### GIVEN REQUEST
Copy out the data below word for word, from the line containing "Each returned marker MUST sit on an instance of the windscreen" through the line containing "[[671, 544], [553, 531]]", including both of those lines.

### RECORDED DATA
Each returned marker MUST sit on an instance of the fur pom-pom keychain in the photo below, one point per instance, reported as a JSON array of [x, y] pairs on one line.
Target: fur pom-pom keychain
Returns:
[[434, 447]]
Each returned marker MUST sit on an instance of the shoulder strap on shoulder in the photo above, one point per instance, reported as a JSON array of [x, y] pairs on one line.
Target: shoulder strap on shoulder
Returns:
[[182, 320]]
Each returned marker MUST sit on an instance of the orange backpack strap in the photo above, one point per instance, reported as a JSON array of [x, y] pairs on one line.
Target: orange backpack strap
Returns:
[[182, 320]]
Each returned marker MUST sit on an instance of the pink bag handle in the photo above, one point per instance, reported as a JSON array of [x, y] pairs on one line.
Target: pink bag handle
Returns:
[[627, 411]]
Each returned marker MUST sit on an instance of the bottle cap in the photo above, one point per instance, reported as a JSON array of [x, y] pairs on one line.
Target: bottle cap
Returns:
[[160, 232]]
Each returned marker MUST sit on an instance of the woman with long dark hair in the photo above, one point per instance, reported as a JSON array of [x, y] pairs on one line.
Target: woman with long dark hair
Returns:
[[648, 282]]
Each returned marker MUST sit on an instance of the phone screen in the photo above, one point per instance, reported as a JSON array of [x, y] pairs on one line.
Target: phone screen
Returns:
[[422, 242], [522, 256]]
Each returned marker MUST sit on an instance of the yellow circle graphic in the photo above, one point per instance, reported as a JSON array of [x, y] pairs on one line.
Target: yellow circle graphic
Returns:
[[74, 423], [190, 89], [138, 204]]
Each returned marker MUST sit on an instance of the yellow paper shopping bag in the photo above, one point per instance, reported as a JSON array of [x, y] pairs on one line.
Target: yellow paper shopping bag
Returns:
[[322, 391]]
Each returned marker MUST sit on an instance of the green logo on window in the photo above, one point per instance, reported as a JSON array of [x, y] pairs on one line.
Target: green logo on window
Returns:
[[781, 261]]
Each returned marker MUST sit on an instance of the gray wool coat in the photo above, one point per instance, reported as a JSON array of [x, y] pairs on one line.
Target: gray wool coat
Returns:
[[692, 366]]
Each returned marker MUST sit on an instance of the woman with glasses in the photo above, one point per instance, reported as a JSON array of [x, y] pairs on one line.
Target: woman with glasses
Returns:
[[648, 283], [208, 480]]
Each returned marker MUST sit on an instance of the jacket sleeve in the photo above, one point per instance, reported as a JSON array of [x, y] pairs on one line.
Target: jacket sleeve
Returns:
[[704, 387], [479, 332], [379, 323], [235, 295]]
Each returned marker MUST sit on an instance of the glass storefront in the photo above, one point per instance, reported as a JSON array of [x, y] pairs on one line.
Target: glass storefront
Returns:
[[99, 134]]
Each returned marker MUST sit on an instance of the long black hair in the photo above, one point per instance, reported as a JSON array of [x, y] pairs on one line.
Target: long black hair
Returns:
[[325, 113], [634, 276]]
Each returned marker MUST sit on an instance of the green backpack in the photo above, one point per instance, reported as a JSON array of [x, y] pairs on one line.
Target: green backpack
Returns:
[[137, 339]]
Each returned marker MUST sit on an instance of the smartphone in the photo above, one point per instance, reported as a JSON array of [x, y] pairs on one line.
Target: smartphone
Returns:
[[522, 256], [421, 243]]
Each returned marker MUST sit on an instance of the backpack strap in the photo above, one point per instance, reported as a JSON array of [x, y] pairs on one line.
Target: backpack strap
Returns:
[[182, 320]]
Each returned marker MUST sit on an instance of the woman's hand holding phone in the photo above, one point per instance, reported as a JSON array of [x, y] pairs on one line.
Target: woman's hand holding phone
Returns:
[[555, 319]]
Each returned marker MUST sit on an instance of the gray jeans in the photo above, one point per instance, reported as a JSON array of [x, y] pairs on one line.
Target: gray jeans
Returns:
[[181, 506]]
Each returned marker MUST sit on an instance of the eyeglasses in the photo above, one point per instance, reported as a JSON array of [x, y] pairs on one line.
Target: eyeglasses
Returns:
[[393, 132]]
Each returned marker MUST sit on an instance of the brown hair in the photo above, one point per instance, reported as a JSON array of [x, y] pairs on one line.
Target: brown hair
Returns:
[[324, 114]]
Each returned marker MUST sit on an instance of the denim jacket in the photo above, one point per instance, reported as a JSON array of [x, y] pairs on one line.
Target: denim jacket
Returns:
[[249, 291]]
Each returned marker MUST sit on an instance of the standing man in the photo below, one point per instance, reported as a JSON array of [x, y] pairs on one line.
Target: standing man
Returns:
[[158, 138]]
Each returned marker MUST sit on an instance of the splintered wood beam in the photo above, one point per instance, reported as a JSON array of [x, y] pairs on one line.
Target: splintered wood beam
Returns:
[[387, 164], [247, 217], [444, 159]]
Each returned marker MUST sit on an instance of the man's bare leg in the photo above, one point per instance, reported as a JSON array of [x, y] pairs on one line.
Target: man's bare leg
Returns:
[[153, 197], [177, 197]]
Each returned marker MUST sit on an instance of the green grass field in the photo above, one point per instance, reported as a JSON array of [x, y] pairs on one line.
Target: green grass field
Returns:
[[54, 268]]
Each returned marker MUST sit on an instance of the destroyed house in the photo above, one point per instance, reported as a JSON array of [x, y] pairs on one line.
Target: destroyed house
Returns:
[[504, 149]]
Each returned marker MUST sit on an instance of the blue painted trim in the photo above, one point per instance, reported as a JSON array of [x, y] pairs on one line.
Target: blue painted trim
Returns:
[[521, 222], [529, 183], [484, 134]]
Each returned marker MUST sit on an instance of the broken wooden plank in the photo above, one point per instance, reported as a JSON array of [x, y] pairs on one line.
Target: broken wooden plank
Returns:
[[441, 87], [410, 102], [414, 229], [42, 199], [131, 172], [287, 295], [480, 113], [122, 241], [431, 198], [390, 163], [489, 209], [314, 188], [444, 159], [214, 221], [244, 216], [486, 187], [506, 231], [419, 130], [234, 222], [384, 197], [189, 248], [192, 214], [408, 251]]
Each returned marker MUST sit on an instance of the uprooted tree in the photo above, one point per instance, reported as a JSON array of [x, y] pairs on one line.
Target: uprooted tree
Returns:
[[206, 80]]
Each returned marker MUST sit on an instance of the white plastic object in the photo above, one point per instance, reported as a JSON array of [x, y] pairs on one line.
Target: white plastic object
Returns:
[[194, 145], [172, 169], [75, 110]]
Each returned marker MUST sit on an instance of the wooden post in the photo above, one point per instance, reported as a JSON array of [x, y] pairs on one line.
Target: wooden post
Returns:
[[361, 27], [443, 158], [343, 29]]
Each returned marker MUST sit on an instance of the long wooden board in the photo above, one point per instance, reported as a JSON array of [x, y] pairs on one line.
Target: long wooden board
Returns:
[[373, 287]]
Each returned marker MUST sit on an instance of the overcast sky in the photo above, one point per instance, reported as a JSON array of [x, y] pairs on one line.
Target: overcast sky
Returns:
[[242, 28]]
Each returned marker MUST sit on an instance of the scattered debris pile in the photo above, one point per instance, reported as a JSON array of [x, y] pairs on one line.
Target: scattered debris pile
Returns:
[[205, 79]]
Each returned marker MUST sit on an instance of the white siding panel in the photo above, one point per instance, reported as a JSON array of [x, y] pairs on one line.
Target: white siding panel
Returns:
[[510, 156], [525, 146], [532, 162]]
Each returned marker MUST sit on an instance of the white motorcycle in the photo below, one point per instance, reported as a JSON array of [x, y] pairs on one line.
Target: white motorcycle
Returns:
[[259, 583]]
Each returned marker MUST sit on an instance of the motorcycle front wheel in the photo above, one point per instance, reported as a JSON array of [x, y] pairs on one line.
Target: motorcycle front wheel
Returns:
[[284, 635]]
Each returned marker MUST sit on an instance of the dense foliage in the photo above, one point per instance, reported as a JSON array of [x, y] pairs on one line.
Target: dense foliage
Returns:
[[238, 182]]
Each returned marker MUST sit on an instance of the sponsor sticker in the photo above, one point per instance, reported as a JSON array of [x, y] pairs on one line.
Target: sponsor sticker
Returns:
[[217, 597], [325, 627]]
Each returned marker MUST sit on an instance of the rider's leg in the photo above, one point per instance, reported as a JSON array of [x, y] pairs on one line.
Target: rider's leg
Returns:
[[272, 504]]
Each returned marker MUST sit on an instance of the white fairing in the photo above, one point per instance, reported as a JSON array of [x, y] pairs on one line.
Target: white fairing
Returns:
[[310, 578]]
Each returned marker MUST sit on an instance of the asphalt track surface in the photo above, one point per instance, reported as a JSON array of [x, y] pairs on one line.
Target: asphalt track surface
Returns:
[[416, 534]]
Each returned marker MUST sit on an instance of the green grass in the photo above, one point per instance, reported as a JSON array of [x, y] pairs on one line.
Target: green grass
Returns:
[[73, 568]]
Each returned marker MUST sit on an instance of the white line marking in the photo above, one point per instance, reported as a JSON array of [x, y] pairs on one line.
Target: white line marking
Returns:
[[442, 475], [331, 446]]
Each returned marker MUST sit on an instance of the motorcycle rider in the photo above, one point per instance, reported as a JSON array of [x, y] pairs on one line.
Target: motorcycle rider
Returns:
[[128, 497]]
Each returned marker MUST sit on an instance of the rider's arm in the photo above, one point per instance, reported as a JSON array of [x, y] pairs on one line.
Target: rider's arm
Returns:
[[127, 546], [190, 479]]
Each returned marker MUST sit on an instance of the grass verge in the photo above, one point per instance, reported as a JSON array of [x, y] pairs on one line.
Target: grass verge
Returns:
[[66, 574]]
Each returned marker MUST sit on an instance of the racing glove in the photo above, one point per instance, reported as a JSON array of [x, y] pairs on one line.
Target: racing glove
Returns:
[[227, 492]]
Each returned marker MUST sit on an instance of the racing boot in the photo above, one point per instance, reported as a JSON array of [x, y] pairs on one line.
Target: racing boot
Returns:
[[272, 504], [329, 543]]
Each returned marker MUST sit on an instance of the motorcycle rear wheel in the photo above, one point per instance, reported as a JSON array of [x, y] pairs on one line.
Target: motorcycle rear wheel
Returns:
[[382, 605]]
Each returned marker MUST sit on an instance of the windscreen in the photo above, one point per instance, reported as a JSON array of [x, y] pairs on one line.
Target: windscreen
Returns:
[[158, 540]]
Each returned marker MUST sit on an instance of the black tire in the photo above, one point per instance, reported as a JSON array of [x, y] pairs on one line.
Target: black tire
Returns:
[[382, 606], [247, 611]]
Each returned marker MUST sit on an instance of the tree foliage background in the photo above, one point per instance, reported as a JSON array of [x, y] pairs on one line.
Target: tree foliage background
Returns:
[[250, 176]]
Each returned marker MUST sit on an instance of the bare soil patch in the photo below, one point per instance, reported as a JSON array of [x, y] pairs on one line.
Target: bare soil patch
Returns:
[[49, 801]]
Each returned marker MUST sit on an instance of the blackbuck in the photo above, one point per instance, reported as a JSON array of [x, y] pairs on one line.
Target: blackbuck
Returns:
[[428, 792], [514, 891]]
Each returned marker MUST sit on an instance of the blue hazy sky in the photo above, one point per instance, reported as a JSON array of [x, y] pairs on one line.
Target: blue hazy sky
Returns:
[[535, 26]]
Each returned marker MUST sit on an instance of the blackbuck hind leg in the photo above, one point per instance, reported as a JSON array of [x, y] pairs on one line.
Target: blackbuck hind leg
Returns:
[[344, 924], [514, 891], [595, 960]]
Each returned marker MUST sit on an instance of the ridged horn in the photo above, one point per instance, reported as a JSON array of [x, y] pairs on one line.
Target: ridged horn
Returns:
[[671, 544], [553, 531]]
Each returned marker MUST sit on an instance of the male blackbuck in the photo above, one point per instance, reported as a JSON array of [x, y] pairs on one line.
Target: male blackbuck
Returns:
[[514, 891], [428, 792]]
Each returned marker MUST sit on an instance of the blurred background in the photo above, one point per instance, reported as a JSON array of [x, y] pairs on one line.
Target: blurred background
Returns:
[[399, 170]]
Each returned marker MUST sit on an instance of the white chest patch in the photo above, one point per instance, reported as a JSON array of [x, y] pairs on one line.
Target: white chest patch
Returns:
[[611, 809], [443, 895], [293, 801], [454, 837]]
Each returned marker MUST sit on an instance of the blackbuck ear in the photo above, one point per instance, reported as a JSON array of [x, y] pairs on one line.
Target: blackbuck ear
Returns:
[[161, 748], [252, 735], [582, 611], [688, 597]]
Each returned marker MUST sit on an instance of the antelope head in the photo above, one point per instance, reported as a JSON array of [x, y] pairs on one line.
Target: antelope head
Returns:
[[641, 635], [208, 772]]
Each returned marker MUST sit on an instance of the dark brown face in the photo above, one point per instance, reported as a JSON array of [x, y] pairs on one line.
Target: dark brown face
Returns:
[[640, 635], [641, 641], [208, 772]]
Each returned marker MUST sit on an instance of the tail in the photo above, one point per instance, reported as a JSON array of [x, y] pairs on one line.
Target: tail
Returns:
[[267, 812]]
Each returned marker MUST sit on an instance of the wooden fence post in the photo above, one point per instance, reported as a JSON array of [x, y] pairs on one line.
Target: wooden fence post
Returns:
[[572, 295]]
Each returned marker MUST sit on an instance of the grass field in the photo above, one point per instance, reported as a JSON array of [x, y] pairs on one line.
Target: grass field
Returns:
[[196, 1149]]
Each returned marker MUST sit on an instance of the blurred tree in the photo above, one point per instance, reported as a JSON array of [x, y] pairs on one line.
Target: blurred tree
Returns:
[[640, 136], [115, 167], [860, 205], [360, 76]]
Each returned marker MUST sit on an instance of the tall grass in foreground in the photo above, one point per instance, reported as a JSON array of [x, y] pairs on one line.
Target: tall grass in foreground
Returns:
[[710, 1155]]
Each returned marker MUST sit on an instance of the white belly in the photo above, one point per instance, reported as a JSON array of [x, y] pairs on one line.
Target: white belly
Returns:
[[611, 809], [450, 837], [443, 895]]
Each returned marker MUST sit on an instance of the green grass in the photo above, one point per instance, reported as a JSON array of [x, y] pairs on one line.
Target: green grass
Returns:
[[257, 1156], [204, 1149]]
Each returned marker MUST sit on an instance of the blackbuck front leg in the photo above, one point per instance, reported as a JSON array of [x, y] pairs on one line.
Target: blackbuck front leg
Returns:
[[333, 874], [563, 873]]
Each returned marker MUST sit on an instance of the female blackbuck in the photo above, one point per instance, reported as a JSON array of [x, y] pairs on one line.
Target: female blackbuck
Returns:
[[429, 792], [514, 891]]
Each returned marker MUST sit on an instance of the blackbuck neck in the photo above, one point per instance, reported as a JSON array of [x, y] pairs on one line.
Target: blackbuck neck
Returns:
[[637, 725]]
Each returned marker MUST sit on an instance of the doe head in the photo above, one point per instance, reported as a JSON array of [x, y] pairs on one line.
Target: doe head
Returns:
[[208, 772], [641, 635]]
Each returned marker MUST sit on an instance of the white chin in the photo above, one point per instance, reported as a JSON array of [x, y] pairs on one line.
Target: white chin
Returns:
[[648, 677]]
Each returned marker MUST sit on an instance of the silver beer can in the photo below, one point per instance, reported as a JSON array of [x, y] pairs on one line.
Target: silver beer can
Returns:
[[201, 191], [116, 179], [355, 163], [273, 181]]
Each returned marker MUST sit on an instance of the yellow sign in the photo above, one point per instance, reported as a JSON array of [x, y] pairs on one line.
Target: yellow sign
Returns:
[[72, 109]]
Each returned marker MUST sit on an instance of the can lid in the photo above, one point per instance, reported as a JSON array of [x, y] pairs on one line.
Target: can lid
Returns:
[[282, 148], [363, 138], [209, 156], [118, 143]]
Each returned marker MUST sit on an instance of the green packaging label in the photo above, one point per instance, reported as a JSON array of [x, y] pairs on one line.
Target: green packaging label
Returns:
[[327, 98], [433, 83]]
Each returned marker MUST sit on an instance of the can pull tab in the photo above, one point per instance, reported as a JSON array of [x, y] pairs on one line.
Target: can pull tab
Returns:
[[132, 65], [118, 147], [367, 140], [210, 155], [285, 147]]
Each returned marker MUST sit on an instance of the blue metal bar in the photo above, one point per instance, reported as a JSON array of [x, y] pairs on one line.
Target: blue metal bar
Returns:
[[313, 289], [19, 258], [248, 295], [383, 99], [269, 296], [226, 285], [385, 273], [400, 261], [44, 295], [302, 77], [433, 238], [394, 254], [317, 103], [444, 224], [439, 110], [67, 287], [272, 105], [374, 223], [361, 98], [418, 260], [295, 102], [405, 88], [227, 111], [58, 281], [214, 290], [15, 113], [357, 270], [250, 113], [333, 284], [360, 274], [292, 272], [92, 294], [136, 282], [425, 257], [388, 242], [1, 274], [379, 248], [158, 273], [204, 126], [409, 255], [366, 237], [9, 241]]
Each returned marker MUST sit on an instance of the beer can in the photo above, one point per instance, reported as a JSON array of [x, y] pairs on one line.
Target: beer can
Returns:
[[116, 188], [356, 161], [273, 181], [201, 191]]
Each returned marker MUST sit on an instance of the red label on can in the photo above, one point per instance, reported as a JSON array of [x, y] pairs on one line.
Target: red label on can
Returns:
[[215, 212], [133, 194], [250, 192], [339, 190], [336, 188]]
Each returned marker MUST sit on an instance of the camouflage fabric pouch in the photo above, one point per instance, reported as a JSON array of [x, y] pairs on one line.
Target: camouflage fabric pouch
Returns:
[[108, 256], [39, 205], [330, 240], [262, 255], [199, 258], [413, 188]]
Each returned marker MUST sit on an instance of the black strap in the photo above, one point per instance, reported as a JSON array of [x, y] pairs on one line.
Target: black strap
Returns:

### THE REPLY
Each returned marker MUST sit on an instance of the windscreen in the photo above, one point per instance, reported as a JSON array of [x, y] pairs on one line.
Target: windscreen
Returns:
[[158, 540]]
Each returned marker MUST sit on an instance of the black tire in the photo above, one point per instance, reported as a JSON array of [x, y] pairs on one line.
Target: black tire
Returns:
[[382, 606], [247, 611]]
Each returned marker MUST sit on an instance of the tree foliage background in the photo above, one point per instance, reported as a JSON array of [x, y] pairs on one line.
Target: tree foliage background
Returns:
[[250, 176]]
Each returned marker MUST sit on an instance of the bare soil patch in the photo below, one point per instance, reported as a JSON array of [x, y] pairs on one line.
Target: bare soil patch
Returns:
[[49, 801]]
Each returned marker MUST sit on an instance of the blackbuck in the photo above, one point per instance, reported as a JSON array of [x, y] pairs on one line.
Target: blackbuck
Returns:
[[428, 792], [514, 891]]
Each returned marker MUST sit on an instance of the blue hazy sky in the photo above, one point per instance, reported as a JSON array of [x, y] pairs on one line.
Target: blue hazy sky
Returns:
[[535, 26]]
Each returned marker MUST sit on an instance of the blackbuck hind leg in the photo above, one point per instance, reported as a JSON array of [x, y] pairs on one line.
Target: blackbuck hind leg
Returns:
[[344, 924], [514, 891], [595, 960]]
Each returned marker MUST sit on an instance of the ridged horn in the photo above, one point per instance, reported as a JSON array of [x, y] pairs on one line.
Target: ridged horn
Returns:
[[671, 544], [553, 531]]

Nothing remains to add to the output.